- _PAGE TEXT_
[start]
Having two protagonists does mean, however, that you get to create 2 heroes in the customizer, and it's here where Divinity actually disappointed me. Of the CRPGs that I've played, some of my favourite parts is creating a character for the sheer amount of game-changing variety involved in the process as you choose races and classes that transform the abilities available to you throughout your playthrough. Original Sin airs towards a more accessible iteration of character customisation, and in that pursuit losses a lot of the potential depth. The plus side is that new players will never find themselves married to a build that they just absolutely hate and don't want to stick with, because you can retrain into just about anything with enough effort. The down side is that none of the starting classes feel utterly distinct from one another. Also, Original Sin 1 has no playable races other than human. That seems reductive as heck, what's wrong with racial bonuses? I can't even figure out a narrative reason why this would be the case, I can only assume it was a feature they just never got around to adding before they wrapped up 1 and started development on 2. All and all, I'd call Original Sin's character customisation one of the weaker of the CRPGs that I've enjoyed recently.
And yet, even with that misstart, I must say that I absolutely adore the meat of the Original Sin gameplay. Built as a turned-based RPG, (my favourite type) Original Sin's combat is all about positioning, ability points and hit percentages. (like a fantasy X-Com, if you will.) Each fight will choose an initiative order based on your stat sheets and you'll have a certain pool of AP points each round to do a certain number of actions, whether that be attack, move, cast a spell, drink a potion, read a scroll, equip some armour, or (rarely) interact with some environmental tool. I prefer this to the whole 'move and then do an action' set-up because it allows you to build some really agile and high damage dealing characters really at the discretion of how you want to handle levelling up. It's a robust system with a lot of room to excel and Original Sin does a great job of achieving that potential.
If there's one element in particular I feel I have to single out as the single biggest combat triumph, it's the encounter design. That's because Larian did a simply fantastic job in designing every single fight so that there's some sort of substance there. Typically games like this will be littered with a lot of 'inbetween fodder' where you roll through low level enemies for EXP or just to feel powerful, but Original Sin cuts down on this as much as possible. I remember having to seriously consider skills for almost every fight and it gets to the point where you really start to look forward to the mental challenge of 'solving' another fight scenario using the tools available to you. Even at it's most challenging and frustrating, there's something deeply satisfying about figuring the tactic that works for you, or pulling things back from the brink because you've really taken that step back to analyse each moment to the most minute detail. I simply loved D:OS combat.
[end]
- _PROVIDED MATERIAL_
[start]
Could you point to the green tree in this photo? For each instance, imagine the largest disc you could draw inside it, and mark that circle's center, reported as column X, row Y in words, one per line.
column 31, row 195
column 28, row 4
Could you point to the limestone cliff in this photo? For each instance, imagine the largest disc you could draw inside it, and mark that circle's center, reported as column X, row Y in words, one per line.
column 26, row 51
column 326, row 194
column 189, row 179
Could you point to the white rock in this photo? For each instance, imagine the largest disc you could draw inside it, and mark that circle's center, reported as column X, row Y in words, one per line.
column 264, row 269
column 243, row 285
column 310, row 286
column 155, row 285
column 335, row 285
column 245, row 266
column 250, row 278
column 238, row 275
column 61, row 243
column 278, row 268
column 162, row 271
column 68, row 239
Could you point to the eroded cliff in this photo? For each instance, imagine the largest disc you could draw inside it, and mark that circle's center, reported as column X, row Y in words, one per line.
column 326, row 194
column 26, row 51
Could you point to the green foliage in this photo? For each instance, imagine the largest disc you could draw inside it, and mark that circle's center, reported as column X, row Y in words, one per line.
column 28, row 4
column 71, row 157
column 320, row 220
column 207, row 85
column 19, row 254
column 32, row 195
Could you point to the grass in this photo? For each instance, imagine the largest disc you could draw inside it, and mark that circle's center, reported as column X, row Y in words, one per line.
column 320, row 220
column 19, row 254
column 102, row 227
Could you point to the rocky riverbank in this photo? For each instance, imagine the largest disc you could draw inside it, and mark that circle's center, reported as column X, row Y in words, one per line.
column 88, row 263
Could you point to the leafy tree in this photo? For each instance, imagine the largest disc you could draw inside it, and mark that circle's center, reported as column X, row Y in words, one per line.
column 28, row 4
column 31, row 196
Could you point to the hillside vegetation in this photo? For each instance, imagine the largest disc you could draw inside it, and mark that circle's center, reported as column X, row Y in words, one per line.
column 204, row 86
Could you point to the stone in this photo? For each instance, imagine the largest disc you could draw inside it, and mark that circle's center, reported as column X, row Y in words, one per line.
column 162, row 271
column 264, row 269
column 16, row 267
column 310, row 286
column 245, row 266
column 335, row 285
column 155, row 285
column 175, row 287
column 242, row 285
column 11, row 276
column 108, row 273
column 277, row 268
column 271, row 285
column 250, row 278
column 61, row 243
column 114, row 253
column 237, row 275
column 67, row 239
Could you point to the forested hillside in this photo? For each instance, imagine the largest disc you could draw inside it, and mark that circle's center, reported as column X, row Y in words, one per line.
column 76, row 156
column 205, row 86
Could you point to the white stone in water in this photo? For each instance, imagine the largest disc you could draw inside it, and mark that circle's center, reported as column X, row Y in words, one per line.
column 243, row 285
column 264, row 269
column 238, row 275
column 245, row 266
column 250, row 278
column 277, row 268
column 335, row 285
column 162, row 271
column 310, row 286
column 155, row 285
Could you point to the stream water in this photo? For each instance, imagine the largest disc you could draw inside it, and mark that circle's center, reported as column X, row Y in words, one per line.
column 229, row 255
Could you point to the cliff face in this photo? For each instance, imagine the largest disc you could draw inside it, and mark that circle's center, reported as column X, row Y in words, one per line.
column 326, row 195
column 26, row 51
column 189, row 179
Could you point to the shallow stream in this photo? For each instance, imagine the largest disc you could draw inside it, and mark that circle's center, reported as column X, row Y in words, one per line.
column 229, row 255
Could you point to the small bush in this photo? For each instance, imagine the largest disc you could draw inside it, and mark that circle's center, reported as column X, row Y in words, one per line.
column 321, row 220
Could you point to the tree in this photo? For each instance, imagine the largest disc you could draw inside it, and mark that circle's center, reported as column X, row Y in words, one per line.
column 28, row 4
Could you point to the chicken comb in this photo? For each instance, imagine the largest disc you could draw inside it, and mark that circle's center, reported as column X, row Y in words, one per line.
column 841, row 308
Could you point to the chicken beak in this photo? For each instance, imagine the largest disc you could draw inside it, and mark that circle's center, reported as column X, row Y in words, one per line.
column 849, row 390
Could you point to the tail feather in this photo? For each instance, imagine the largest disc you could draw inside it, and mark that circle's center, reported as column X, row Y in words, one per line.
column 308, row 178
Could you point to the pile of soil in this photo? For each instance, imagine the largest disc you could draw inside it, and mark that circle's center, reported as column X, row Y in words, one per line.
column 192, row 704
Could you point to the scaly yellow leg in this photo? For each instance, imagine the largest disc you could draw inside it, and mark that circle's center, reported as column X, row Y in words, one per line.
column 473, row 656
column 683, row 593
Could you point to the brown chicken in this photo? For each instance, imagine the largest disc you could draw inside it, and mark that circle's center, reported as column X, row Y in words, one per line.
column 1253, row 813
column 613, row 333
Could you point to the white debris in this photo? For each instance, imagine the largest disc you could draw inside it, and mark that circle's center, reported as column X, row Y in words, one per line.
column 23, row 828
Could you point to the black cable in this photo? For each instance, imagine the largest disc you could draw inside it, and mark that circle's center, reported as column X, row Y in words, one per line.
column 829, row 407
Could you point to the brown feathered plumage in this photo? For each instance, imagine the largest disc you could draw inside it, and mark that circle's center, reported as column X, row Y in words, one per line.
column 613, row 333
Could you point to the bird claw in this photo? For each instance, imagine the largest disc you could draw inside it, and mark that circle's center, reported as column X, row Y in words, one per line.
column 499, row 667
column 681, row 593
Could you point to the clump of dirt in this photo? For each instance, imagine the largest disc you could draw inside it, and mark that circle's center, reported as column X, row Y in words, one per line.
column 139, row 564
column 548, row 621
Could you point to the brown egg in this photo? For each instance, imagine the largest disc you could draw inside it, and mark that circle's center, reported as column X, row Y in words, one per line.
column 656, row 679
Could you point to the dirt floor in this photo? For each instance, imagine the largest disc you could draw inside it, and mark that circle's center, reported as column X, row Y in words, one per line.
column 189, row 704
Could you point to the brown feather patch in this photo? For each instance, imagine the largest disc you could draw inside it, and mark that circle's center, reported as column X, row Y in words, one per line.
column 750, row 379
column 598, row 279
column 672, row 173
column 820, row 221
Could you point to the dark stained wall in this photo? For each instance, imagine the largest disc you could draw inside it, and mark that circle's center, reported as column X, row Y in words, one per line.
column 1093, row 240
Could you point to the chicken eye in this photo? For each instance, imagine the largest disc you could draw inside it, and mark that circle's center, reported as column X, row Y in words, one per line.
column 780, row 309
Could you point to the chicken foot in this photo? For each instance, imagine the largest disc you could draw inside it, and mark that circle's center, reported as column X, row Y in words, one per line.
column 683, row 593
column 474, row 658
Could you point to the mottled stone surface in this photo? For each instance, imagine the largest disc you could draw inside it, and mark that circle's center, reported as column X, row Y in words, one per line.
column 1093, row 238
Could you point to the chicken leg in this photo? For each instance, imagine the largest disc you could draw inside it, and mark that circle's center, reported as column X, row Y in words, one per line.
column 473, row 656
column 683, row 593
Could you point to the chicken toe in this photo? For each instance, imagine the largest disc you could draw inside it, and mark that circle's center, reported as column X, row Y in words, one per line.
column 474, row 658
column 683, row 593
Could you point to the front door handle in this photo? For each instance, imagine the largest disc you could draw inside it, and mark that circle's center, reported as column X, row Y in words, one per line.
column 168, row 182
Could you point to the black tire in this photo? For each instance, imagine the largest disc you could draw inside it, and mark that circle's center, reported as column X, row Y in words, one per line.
[end]
- _COMPLETE THE FOLLOWING_
A – In one to three sentences, explain why the review's author prefers the per-round AP pool to "the whole 'move and then do an action' set-up."
B – Translate this sentence from the review into Spanish: "It's a robust system with a lot of room to excel and Original Sin does a great job of achieving that potential."
Nothing in the listing is needed for this work.

- _OUTPUTS IN ORDER_
A – The author prefers the AP pool because it lets you build very agile, high-damage characters. How they turn out depends largely on how you choose to handle leveling up.

B – Es un sistema sólido con mucho margen para destacar, y Original Sin hace un gran trabajo al alcanzar ese potencial.